Ryan Murphy's Monster (Jeffrey Dahmer and The Menendez Brothers) and Feud series (Capote vs. the Swans) push the limits of truth for artistic and thematic purposes to sometimes extreme levels, fabricating meetings with people who never really met and employing other fantasy-type sequences.
For those who want to see how these five points work in practice, I suggest watching A Beautiful Mind and The Imitation Game and then doing some research into the two men on which the films are based (John Forbes Nash and Alan Turing) and then reading (or at least skimming) the biographies that were the source material. Tracking the various iterations is a fascinating process.
As I was working on this piece, I watched the 2018 film Winchester. The filmmakers used the
phrase “Inspired by actual events.” I like this one. It gives the storytellers
more leeway than “Based on a true story” by evoking Inspiration. No matter
which term is used, take it with a grain of salt and enjoy the ride the
storytellers have crafted.

::::

— Problems to solve —
(1) List every film (not series) that the passage on screen stories drawn from real life names by title.
(2) In the passage on screen stories drawn from real life, what phrase did the makers of Winchester use?
(3) Say whether each statement agrees with the passage on screen stories drawn from real life: (a) Winchester came out in 2018. (b) “Based on a true story” gives storytellers more leeway than “Inspired by actual events.” (c) The passage suggests reading or skimming the biographies behind two films.

Items from a data source:
::::

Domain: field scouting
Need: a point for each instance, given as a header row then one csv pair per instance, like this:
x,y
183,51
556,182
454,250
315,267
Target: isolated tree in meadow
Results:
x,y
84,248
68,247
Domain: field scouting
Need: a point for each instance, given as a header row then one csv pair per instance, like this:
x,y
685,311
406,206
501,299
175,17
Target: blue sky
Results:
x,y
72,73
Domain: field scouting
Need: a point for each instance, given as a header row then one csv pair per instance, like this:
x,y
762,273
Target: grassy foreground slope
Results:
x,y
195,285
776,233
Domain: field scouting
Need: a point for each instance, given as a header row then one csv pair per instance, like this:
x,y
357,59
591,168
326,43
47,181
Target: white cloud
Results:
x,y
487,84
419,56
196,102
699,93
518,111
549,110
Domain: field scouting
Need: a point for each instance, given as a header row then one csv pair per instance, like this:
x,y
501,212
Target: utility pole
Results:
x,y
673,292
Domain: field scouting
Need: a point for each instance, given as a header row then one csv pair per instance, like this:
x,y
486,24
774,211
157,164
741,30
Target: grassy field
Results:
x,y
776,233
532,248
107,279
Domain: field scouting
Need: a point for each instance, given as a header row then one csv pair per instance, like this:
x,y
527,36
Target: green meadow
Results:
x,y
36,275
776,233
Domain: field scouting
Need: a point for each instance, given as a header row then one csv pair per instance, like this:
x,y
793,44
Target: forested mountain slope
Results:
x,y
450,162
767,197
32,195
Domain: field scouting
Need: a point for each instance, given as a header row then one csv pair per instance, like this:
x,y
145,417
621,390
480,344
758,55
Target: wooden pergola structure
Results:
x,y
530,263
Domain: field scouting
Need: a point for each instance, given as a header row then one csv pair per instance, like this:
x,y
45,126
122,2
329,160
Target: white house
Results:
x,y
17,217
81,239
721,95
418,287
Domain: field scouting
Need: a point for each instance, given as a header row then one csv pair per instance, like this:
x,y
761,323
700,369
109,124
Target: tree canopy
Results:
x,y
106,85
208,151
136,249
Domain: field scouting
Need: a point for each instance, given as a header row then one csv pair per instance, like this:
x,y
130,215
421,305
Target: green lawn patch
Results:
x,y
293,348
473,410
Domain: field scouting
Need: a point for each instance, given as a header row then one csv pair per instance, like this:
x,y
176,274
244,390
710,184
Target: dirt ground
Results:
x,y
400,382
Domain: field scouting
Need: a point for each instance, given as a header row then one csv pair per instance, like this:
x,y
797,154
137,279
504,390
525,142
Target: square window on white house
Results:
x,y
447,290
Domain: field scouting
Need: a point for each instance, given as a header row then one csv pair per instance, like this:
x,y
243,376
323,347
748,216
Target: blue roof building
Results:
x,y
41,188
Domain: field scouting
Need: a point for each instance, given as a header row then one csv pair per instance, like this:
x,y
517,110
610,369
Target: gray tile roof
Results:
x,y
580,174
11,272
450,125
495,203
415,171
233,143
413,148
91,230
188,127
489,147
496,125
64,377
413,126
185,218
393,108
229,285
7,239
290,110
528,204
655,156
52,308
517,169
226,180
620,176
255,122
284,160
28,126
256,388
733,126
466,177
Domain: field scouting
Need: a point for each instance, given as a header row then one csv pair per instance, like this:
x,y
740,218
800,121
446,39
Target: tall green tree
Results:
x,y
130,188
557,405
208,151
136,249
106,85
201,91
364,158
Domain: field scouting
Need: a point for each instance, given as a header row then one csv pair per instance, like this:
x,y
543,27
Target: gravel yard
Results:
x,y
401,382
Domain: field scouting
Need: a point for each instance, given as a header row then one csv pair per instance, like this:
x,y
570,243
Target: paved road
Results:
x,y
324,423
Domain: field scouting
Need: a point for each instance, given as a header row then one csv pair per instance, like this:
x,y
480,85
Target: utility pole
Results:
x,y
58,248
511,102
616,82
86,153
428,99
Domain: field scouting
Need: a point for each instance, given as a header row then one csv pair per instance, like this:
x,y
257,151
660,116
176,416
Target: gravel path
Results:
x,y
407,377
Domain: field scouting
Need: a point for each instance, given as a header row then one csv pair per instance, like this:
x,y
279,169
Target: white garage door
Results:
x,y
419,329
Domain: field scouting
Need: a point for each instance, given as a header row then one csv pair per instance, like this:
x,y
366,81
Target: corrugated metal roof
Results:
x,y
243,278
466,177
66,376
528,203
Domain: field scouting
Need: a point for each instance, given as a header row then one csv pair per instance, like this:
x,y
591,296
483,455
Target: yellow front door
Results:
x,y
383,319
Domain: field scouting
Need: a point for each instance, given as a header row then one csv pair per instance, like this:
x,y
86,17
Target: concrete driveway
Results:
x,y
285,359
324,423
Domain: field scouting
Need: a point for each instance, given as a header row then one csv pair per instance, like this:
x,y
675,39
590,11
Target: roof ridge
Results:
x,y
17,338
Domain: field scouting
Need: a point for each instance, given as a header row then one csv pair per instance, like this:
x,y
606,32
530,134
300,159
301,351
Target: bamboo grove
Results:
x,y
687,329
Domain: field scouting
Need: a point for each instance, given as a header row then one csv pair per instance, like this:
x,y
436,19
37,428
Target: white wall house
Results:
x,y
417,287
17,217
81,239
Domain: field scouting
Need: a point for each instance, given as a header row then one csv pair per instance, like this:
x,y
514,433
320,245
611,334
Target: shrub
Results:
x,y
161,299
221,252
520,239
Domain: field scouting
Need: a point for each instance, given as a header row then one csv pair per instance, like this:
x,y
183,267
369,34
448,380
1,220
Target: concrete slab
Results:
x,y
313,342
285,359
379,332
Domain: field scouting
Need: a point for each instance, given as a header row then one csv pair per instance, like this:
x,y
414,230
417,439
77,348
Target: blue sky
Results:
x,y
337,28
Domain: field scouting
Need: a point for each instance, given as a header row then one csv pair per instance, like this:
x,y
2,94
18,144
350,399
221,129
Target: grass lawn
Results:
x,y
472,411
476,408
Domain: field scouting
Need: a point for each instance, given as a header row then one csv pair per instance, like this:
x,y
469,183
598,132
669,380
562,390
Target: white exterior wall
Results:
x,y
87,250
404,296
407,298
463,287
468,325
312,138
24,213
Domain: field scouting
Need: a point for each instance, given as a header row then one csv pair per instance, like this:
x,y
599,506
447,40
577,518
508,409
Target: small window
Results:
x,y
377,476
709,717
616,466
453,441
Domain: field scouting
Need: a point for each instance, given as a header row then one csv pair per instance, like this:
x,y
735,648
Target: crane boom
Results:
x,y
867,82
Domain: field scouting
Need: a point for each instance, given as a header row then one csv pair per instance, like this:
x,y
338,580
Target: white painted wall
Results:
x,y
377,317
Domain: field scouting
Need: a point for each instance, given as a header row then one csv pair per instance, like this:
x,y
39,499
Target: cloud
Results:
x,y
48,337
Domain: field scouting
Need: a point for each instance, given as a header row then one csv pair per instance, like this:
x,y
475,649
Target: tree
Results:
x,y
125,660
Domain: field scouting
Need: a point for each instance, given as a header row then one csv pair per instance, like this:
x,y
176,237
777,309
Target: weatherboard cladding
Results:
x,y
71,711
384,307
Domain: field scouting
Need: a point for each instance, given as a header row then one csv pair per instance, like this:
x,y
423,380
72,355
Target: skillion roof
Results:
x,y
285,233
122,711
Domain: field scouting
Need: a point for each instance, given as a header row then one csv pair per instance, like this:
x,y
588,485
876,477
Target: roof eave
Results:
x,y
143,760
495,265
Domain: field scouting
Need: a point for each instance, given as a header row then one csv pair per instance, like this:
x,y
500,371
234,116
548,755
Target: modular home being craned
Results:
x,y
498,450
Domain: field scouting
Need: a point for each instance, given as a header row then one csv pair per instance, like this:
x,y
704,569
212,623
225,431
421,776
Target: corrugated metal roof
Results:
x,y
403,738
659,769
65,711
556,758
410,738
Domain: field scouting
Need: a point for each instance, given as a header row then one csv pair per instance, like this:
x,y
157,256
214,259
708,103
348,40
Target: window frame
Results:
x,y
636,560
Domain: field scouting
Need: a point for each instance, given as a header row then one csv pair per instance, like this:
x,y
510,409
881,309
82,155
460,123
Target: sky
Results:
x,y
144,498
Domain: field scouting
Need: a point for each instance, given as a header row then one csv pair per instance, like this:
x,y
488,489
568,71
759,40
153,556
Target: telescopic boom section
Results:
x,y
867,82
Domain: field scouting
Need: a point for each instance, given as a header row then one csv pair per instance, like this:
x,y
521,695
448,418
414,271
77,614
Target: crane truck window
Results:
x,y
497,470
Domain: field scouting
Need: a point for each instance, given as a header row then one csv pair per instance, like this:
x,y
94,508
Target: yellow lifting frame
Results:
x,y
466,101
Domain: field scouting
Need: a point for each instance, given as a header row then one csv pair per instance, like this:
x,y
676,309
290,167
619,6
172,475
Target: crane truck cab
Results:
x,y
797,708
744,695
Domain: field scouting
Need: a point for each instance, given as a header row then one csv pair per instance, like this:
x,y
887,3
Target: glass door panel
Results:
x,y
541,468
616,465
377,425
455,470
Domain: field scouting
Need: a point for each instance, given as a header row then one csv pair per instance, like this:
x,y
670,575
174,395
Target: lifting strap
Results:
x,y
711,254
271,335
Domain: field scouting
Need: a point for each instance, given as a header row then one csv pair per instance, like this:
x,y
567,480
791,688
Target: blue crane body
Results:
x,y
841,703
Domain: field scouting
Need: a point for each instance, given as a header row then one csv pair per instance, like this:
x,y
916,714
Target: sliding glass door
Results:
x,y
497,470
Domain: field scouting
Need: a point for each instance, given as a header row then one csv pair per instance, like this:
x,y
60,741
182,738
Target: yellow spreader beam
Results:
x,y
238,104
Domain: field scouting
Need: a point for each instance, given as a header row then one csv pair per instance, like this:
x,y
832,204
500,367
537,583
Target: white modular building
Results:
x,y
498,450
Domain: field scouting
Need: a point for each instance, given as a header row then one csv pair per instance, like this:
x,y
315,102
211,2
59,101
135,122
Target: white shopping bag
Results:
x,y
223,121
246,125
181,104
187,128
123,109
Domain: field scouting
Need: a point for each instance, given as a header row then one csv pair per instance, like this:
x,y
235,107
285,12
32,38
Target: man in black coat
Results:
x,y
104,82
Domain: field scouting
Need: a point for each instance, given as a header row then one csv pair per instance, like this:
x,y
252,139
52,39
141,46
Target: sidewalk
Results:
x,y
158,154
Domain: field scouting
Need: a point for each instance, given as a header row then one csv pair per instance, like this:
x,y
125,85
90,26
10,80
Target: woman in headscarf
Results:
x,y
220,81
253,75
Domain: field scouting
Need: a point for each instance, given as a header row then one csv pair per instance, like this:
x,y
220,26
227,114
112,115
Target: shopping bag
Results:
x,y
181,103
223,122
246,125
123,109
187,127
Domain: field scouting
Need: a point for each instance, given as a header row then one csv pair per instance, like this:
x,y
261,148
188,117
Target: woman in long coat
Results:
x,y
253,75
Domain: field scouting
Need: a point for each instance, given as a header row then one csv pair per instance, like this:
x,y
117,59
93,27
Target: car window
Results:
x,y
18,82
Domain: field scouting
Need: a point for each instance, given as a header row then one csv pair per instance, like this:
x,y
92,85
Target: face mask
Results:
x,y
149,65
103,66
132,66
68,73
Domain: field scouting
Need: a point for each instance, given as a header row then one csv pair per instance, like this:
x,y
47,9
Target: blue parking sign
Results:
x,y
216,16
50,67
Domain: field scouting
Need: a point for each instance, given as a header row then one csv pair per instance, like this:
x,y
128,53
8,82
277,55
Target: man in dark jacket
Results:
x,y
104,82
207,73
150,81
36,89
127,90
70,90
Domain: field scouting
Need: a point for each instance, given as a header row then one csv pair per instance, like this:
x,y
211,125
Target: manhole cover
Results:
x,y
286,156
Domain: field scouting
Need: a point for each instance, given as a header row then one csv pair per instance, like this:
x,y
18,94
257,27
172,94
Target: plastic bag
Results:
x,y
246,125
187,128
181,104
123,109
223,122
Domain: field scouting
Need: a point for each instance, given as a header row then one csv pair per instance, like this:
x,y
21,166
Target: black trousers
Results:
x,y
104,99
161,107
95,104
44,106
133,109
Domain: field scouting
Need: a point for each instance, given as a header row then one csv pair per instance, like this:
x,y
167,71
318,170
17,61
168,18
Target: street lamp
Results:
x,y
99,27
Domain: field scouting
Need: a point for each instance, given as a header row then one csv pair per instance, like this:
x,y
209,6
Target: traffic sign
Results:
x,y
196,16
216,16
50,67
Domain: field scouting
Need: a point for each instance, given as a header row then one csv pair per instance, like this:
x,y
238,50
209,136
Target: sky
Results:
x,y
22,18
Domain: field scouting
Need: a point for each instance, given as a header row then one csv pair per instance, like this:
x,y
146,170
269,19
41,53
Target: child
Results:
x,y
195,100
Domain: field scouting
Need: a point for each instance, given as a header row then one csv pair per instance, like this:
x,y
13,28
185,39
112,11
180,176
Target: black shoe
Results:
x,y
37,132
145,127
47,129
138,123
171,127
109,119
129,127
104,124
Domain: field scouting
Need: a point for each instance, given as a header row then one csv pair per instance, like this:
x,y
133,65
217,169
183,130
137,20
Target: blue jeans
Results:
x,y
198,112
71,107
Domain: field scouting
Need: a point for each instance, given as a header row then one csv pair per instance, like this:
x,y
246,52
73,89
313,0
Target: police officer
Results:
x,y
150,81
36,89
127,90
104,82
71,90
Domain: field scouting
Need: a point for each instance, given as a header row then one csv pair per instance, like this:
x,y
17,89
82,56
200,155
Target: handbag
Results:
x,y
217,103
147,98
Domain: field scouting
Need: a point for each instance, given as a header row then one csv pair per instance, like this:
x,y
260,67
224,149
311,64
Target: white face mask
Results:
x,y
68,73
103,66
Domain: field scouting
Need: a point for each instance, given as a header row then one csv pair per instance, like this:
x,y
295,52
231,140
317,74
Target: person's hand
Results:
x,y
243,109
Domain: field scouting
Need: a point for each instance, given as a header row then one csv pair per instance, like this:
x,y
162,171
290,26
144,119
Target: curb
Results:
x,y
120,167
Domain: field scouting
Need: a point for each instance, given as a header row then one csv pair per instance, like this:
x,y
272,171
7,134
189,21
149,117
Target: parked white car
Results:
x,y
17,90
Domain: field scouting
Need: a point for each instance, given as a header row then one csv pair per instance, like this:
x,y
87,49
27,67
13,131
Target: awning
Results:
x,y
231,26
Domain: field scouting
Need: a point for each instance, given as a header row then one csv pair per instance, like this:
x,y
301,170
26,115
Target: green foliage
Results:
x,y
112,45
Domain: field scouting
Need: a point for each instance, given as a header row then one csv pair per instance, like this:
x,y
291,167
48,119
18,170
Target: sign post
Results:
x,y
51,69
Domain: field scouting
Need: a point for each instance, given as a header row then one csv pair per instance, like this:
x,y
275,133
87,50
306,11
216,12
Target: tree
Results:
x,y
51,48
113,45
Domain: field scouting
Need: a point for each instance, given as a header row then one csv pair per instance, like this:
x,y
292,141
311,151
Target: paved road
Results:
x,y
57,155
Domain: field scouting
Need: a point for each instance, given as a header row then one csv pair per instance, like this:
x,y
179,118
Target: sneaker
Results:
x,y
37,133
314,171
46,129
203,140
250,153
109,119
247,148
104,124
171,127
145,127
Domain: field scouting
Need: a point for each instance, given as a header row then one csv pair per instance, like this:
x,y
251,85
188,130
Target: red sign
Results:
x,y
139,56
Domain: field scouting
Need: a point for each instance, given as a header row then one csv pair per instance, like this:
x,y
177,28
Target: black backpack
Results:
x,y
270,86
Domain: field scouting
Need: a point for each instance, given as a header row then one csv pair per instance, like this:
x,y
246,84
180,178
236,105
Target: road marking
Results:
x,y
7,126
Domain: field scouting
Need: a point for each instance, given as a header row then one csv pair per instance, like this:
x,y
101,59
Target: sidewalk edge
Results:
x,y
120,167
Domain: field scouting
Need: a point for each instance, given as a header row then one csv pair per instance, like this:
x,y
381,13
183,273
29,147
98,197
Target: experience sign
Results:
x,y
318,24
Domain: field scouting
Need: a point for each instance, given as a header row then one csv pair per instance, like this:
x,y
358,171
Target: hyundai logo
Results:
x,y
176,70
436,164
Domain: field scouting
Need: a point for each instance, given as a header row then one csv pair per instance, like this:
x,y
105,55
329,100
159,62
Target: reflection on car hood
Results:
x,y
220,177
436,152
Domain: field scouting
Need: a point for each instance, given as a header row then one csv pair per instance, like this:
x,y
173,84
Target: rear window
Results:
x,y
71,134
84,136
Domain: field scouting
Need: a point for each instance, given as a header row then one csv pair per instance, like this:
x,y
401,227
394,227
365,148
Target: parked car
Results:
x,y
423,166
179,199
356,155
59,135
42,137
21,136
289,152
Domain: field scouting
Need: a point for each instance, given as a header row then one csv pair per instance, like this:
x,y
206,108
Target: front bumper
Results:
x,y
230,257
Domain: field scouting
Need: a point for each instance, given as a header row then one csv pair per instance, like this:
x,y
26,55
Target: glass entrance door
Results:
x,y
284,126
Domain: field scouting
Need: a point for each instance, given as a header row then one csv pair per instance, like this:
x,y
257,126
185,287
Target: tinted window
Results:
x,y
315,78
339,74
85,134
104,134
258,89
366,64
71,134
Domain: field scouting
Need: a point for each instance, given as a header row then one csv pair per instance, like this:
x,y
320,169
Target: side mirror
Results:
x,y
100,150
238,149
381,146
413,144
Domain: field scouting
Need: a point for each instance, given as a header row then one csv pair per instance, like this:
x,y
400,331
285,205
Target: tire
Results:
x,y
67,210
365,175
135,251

::::

— Results of the tasks —
(1) A Beautiful Mind, The Imitation Game, Winchester

(2) “Inspired by actual events.”

(3)
(a) Yes: "I watched the 2018 film Winchester."
(b) No: "It gives the storytellers more leeway than “Based on a true story” by evoking Inspiration."
(c) Yes: "reading (or at least skimming) the biographies that were the source material."